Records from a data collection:

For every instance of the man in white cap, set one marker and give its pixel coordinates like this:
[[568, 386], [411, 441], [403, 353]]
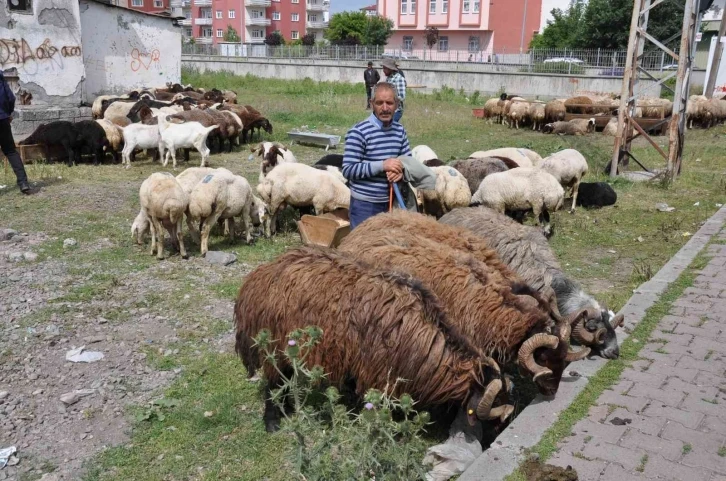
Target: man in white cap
[[394, 77]]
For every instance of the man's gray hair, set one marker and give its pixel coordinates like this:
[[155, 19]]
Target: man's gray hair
[[381, 86]]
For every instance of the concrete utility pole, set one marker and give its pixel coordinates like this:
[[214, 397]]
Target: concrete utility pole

- [Problem] If a line in the entries holds the string "utility", copy it.

- [Answer section]
For every instance of the concrete utility pole, set one marker and give its pixel coordinates like this:
Target: concrete utility pole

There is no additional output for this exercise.